*Records from a data source*:
......
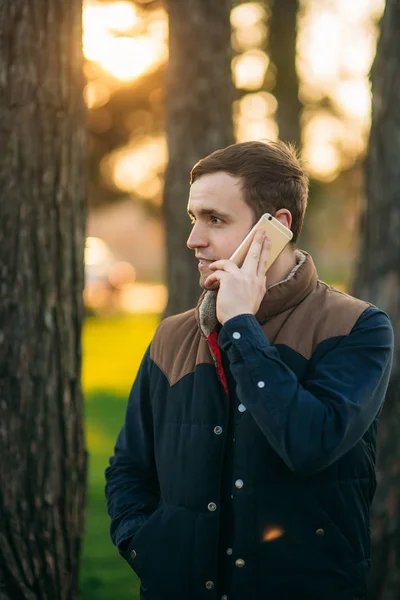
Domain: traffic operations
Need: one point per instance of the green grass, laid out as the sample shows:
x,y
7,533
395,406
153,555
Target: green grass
x,y
113,349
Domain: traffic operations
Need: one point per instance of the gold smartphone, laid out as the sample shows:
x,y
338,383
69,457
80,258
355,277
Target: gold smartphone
x,y
280,236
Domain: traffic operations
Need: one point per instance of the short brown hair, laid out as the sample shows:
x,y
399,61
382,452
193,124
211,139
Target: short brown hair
x,y
272,177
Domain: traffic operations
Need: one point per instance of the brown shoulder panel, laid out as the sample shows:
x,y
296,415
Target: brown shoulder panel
x,y
323,314
178,346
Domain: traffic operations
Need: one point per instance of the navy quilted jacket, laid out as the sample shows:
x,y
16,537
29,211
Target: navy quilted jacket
x,y
245,467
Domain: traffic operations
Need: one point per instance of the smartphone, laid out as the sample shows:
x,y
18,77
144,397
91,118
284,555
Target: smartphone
x,y
280,236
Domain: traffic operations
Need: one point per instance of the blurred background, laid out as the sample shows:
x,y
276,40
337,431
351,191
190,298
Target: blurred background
x,y
125,45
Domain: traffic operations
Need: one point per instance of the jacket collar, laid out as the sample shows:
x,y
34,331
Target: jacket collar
x,y
278,298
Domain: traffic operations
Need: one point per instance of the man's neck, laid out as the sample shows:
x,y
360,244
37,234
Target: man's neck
x,y
283,265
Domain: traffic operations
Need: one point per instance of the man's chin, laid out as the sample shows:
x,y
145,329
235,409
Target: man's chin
x,y
203,278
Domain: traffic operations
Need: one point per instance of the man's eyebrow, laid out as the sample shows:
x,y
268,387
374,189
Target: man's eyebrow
x,y
210,211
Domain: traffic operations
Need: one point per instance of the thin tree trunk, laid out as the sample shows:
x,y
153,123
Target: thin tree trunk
x,y
199,120
282,51
378,280
42,172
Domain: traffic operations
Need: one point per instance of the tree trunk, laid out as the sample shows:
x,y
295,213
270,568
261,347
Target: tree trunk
x,y
282,52
42,173
378,280
198,121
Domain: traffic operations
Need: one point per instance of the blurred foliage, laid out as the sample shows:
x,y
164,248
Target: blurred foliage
x,y
113,349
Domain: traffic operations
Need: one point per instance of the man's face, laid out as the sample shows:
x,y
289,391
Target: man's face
x,y
220,216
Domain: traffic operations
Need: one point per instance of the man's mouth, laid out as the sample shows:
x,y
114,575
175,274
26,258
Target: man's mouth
x,y
204,263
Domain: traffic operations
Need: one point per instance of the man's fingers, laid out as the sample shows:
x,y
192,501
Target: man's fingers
x,y
250,264
264,256
224,265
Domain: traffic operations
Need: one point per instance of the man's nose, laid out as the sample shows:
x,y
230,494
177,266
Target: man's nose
x,y
196,238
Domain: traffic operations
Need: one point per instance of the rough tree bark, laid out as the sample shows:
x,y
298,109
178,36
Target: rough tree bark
x,y
198,121
42,172
378,281
282,52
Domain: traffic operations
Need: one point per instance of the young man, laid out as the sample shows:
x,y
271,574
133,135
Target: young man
x,y
245,467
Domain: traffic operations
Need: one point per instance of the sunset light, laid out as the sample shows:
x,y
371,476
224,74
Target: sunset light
x,y
126,57
335,49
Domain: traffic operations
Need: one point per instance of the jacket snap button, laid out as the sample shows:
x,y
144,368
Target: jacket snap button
x,y
209,585
239,563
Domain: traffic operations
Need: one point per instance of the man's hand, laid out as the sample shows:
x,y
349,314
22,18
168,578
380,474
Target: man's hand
x,y
241,290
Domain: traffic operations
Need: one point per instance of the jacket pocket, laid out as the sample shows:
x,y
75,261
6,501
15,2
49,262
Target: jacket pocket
x,y
161,551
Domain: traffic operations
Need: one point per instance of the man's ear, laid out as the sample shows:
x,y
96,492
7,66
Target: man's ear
x,y
284,216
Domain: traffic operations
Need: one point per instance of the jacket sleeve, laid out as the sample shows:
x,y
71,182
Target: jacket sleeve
x,y
310,426
132,489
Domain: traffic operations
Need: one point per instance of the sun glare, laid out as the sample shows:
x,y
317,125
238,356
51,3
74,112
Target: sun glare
x,y
126,57
249,69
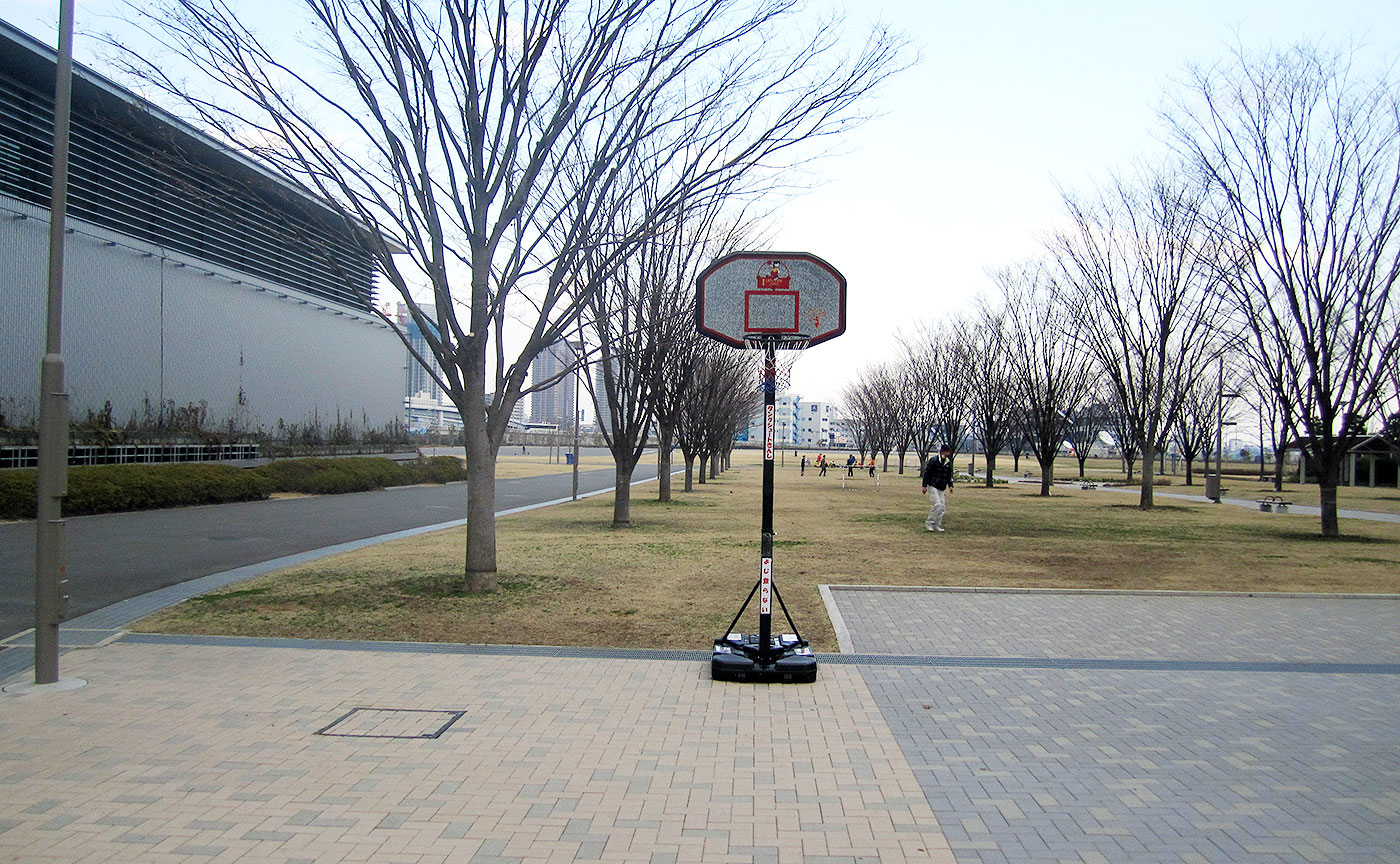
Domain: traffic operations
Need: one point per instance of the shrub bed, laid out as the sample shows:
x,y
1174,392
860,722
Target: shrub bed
x,y
335,476
123,488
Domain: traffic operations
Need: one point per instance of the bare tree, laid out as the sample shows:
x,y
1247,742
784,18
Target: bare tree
x,y
496,143
1087,423
689,244
872,398
1141,266
1302,151
1194,424
1274,416
921,402
720,399
1053,375
909,405
990,387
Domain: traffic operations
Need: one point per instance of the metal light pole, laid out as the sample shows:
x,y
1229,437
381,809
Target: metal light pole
x,y
49,583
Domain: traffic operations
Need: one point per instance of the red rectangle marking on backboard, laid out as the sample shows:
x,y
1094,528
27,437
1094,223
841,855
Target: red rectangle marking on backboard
x,y
770,311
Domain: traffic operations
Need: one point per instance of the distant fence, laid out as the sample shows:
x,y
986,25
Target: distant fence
x,y
133,454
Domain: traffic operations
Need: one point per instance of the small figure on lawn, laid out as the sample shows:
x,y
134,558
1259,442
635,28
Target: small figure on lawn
x,y
938,482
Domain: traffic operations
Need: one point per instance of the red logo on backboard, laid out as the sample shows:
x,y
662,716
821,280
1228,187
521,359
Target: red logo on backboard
x,y
774,276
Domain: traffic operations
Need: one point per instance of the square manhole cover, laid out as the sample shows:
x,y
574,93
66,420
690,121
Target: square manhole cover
x,y
392,723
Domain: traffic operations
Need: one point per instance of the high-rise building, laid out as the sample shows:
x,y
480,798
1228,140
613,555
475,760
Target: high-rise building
x,y
795,423
555,403
426,406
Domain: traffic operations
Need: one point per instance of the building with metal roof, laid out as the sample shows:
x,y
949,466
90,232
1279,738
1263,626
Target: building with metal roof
x,y
192,275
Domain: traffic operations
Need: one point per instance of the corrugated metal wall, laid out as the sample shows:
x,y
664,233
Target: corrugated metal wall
x,y
147,326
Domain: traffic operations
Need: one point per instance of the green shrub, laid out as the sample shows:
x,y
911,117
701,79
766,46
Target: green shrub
x,y
436,469
122,488
18,493
331,476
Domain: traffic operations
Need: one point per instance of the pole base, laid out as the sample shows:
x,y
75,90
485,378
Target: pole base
x,y
737,657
......
*EXERCISE REQUIREMENTS*: Leave out all pictures, then copy the remaining material exactly.

*RESULT FOR THIS EXERCISE*:
Domain: traffic operations
Need: one point per instance of the green grass, laid out as the sample shows:
x,y
7,533
395,406
153,555
Target: green grass
x,y
113,349
Domain: traffic operations
Need: one point per instance of the gold smartphone, laid out as the sample shows:
x,y
338,383
69,457
80,258
355,277
Target: gold smartphone
x,y
280,236
Domain: traffic operations
Need: one point per instance of the short brown hair, laid out as the sample shows:
x,y
399,61
382,452
193,124
211,139
Target: short brown hair
x,y
272,177
Domain: traffic operations
Need: one point per instance of the brown shoulder panel, laid out as the sample shows:
x,y
296,415
Target: brown shoulder panel
x,y
323,314
178,346
Domain: traffic operations
Need: one point per instance of the navy quilted jacket, laid out as the sample shows:
x,y
16,537
29,211
Target: navy quilted jacket
x,y
245,467
Domain: traffic operations
Need: one point per instance of the smartphone, laid out as the sample shows:
x,y
18,77
144,397
91,118
284,555
Target: smartphone
x,y
280,236
Domain: traffic operations
Need: one point per instance of the blurred background, laid out as the sample shows:
x,y
276,40
337,431
351,191
190,298
Target: blurred background
x,y
125,45
Domain: traffic operations
Need: one point per instance of the jacket collar, laid out as the sample shows:
x,y
34,331
Target: jacket collar
x,y
278,298
Domain: traffic operations
Need: one point per instance of the man's neck, laid out as the sample shows:
x,y
360,244
37,234
Target: man's neck
x,y
283,265
Domain: traffic operations
Need: one point per instance of the man's chin, laid out as the sample shows:
x,y
145,329
235,409
Target: man's chin
x,y
203,278
Domain: traffic operations
Need: one point per instance of the man's eyebrow, laid out as the sample shows:
x,y
268,387
374,189
Target: man's eyebrow
x,y
210,211
Domain: traffic operations
Need: one point per instance of the thin tree trunk, laid out as the sample shows:
x,y
153,123
Target: thin tree trunk
x,y
199,120
282,51
378,280
42,172
Domain: traffic operations
Need: one point per instance of the tree trunk, laid out as the sample shows:
x,y
295,213
270,568
261,347
Target: tree trunk
x,y
282,52
42,173
378,280
198,121
Domain: traffic operations
Need: one point per instance of the blurred foliage, laid out as the sample shows:
x,y
164,248
Target: blurred foliage
x,y
113,349
Domain: traffic operations
Need: one point per instance of the man's face, laid out as the sample shows:
x,y
289,391
Target: man's face
x,y
220,216
Domain: traffic operations
Need: one point per instance of the man's mouth, laid out as the sample shows:
x,y
114,575
175,274
26,258
Target: man's mouth
x,y
204,263
Domain: traffic operations
Need: one point per instance of the man's fingers, laid out as the sample shows:
x,y
192,501
Target: man's fingers
x,y
250,264
264,256
224,265
Domain: traffic operations
Need: one point per instance of the man's nose, laid out as the sample shows:
x,y
230,494
177,266
Target: man's nose
x,y
196,238
Domain: traffic operations
Need: one point per instance of the rough tree bark, laid out as the sample shows:
x,y
298,109
178,36
Target: rough tree bark
x,y
198,121
42,172
378,281
282,52
Domain: traffic operations
Need: one point per instance of the young man, laid out as the sample shows:
x,y
271,574
133,135
Target: young man
x,y
245,467
Domain: traffic operations
Need: one point per instance of the sunset light, laid out as the sample shows:
x,y
371,476
224,74
Target: sunset light
x,y
126,57
335,49
Domain: traffic operations
Need: one point per instance of the jacket snap button, laid out as the sample shows:
x,y
144,368
Target: jacket snap button
x,y
209,585
239,563
Domain: traffic operations
Need: one point per instance of the man's hand, laid out as the sample shows:
x,y
349,314
22,18
168,578
380,474
Target: man's hand
x,y
241,290
Domain: traffic operations
Need: one point per instance of the jacket pocket, laid out as the sample shows:
x,y
75,261
6,501
15,2
49,262
Target: jacket pocket
x,y
161,551
Domain: traffic operations
Need: one point per instance of the man's ear, laid out as the sample shows:
x,y
96,492
7,66
Target: man's ear
x,y
284,216
Domain: traffic operations
Need: one point per instance of the jacket sleeve, laid out as the sample shows:
x,y
71,182
Target: jacket sleeve
x,y
310,426
132,489
Domain: traffic operations
Need: one point per instance of the sun glare, laid out as the sample shows:
x,y
317,125
238,356
51,3
74,112
Target: sun glare
x,y
126,57
249,69
Domain: traffic operations
Need: one point per instance of the shrub bed, laid out as the sample shows:
x,y
1174,392
860,722
Target: shrub bed
x,y
335,476
123,488
Domain: traffic operations
Need: one point per instance of the bare tree, laid out as the sample shows:
x,y
1247,742
784,18
Target: bare tree
x,y
496,143
1087,423
689,244
872,398
1141,266
1302,151
1194,424
1274,416
921,402
720,399
1053,375
909,405
990,387
Domain: traffic operations
Need: one point per instance of the metal light pole, laid out as the sample shows:
x,y
1229,437
381,809
Target: metal light pole
x,y
49,583
Domain: traffic operations
Need: one point per instance of the red rectangle marking on backboard, laid out as the sample shows:
x,y
1094,528
27,437
1094,223
841,855
Target: red rectangle marking on backboard
x,y
770,311
Domain: traffic operations
Need: one point per instance of the distant fence, laid out as the sample shows:
x,y
986,25
Target: distant fence
x,y
133,454
Domain: traffic operations
Need: one point per instance of the small figure on lawn, laid out as the sample shows:
x,y
134,558
1259,442
635,28
Target: small figure on lawn
x,y
938,482
Domain: traffic operations
Need: one point per instance of the red logo on backboard, laid out as the sample shows:
x,y
662,716
821,280
1228,187
521,359
Target: red logo on backboard
x,y
774,276
Domain: traffic operations
Need: one point per instance of the square manhole cover, laid out as the sample shows:
x,y
574,93
66,420
690,121
Target: square manhole cover
x,y
392,723
Domain: traffic operations
Need: one point per instance of the high-rise building, laid out as the sample shows:
x,y
480,798
1228,140
613,555
475,760
Target: high-rise building
x,y
795,423
555,403
426,406
Domain: traffic operations
Need: one point per instance of the building with metal roof, laid out as the sample shows:
x,y
949,466
90,232
1279,738
1263,626
Target: building with metal roof
x,y
192,275
Domain: traffic operations
Need: one point per instance of the corrugated metal wall, laid out as the sample shows:
x,y
664,233
Target: corrugated metal wall
x,y
147,326
Domain: traffic operations
Need: one point per instance of the green shrub, laid out as the sample shows:
x,y
911,117
701,79
766,46
Target: green shrub
x,y
436,469
122,488
18,493
331,476
Domain: traffic operations
Need: one point per instance of the pole base, laid out as the sample shows:
x,y
75,90
485,378
Target: pole base
x,y
737,657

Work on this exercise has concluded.